◆ SUPPLIED PASSAGE ◆
[Begin]
My dd is days away from turning 1.  I stayed home with her the first 4 months after she was born and had a really tough time emotionally with the idea of leaving her to go back to work.  We couldn't find a daycare in our area that could accommodate a 4 month old, so we ended up going the nanny route.  While our nanny is really great with our dd, we are just not 'nanny people' if that makes any sense.  It has been nearly 8 months and I still feel like "someone has been sitting in my chair" all of the time.  I really miss our home being ours.  

 

Now that my dd is nearly 1, I checked out a daycare nearby today.  It was a little overwhelming to see so many little ones in one space, but the ratio is 2 children to 1 caretaker.  I have a list of pros and cons, and am leaning towards putting dd in daycare, but I wonder if I'm being selfish.  I do want the best for my family.

 

I'm curious if other parents have made this switch from nanny to daycare and what your experience has been?  Are you glad you did it?

 

Pros of sending dd to daycare:

  • Social interaction with other children.  Dd currently spends most of her time with adults and a handful of children that the nanny's friends babysit.
  • We would save nearly $1k per month, which we could really use.
[End]
◆ WRITTEN EXERCISE 1 ◆
Transcribe the whole post about switching from a nanny to daycare, keeping every word and line as it appears.

Outline entries for labeled areas:
[Begin]
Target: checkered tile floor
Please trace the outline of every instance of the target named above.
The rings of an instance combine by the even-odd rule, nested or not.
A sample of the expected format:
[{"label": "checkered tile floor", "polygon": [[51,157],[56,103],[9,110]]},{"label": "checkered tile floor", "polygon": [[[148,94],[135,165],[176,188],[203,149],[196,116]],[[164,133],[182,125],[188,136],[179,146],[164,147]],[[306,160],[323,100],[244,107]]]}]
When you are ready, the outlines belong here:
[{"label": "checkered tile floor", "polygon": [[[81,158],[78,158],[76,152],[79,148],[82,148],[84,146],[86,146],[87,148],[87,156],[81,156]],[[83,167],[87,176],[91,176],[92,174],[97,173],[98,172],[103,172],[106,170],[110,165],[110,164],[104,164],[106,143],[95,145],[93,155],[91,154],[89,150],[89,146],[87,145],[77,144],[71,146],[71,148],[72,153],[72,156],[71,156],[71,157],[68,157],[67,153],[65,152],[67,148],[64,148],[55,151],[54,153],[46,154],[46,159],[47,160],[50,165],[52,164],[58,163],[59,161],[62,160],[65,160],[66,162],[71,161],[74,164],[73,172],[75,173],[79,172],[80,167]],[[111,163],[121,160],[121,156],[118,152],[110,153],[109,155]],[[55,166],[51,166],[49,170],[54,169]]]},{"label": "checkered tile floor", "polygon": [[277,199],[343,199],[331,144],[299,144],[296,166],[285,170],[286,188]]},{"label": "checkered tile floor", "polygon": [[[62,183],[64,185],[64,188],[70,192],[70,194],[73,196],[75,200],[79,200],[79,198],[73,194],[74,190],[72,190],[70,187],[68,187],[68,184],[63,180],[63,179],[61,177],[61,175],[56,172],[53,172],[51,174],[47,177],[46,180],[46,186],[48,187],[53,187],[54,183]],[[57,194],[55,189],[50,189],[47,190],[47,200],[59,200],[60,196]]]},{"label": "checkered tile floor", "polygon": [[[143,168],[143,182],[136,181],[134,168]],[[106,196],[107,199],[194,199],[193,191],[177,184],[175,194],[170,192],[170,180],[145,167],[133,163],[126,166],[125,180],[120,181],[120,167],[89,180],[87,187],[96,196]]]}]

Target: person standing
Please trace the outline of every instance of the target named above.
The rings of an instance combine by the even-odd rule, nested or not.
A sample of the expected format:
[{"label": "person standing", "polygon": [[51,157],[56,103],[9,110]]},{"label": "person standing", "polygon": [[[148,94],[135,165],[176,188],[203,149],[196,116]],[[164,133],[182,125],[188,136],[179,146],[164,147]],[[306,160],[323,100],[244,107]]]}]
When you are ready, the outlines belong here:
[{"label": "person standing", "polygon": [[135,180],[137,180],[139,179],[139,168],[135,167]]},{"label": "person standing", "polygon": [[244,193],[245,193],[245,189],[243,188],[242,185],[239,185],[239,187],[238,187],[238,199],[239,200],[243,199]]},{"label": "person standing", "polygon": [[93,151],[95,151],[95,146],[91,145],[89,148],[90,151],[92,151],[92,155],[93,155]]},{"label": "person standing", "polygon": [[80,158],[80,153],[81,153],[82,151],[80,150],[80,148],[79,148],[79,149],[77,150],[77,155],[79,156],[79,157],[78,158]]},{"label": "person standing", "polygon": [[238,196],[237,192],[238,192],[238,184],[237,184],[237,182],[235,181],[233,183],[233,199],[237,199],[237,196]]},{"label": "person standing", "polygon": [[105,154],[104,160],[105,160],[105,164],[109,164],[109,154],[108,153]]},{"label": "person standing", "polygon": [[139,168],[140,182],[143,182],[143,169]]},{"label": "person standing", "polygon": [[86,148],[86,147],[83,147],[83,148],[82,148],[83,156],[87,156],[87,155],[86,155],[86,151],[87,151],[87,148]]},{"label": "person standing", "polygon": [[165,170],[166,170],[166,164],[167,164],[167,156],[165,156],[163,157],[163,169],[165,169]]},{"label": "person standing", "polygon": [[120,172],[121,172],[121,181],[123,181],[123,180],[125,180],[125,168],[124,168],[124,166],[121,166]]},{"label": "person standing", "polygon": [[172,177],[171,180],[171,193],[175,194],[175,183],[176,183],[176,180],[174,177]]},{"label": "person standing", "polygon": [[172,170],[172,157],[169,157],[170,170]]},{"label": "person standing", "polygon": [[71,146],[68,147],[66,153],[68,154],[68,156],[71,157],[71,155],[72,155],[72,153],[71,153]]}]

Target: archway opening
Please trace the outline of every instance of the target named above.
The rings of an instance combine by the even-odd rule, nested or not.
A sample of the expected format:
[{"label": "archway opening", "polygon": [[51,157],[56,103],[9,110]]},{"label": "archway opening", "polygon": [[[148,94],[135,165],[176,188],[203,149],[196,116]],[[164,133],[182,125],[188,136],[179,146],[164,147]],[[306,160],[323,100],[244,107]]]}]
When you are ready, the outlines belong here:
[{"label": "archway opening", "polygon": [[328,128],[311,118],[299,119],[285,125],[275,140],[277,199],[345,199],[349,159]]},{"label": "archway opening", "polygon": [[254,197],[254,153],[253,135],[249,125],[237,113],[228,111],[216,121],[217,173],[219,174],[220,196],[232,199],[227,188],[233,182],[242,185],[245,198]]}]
[End]
◆ WRITTEN EXERCISE 2 ◆
Restate word for word the part of the rows that opens with the line containing "Target: archway opening" and runs through the end of the rows, including both of those lines.

◆ WORKED ANSWER 1 ◆
My dd is days away from turning 1.  I stayed home with her the first 4 months after she was born and had a really tough time emotionally with the idea of leaving her to go back to work.  We couldn't find a daycare in our area that could accommodate a 4 month old, so we ended up going the nanny route.  While our nanny is really great with our dd, we are just not 'nanny people' if that makes any sense.  It has been nearly 8 months and I still feel like "someone has been sitting in my chair" all of the time.  I really miss our home being ours.  

 

Now that my dd is nearly 1, I checked out a daycare nearby today.  It was a little overwhelming to see so many little ones in one space, but the ratio is 2 children to 1 caretaker.  I have a list of pros and cons, and am leaning towards putting dd in daycare, but I wonder if I'm being selfish.  I do want the best for my family.

 

I'm curious if other parents have made this switch from nanny to daycare and what your experience has been?  Are you glad you did it?

 

Pros of sending dd to daycare:

  • Social interaction with other children.  Dd currently spends most of her time with adults and a handful of children that the nanny's friends babysit.
  • We would save nearly $1k per month, which we could really use.

◆ WORKED ANSWER 2 ◆
Target: archway opening
Please trace the outline of every instance of the target named above.
The rings of an instance combine by the even-odd rule, nested or not.
A sample of the expected format:
[{"label": "archway opening", "polygon": [[51,157],[56,103],[9,110]]},{"label": "archway opening", "polygon": [[[148,94],[135,165],[176,188],[203,149],[196,116]],[[164,133],[182,125],[188,136],[179,146],[164,147]],[[306,160],[323,100],[244,107]]]}]
When you are ready, the outlines belong here:
[{"label": "archway opening", "polygon": [[328,128],[311,118],[299,119],[285,125],[275,140],[277,199],[345,199],[349,159]]},{"label": "archway opening", "polygon": [[254,197],[254,153],[253,135],[249,125],[237,113],[228,111],[216,121],[217,173],[219,174],[220,196],[232,199],[227,188],[233,182],[242,185],[245,198]]}]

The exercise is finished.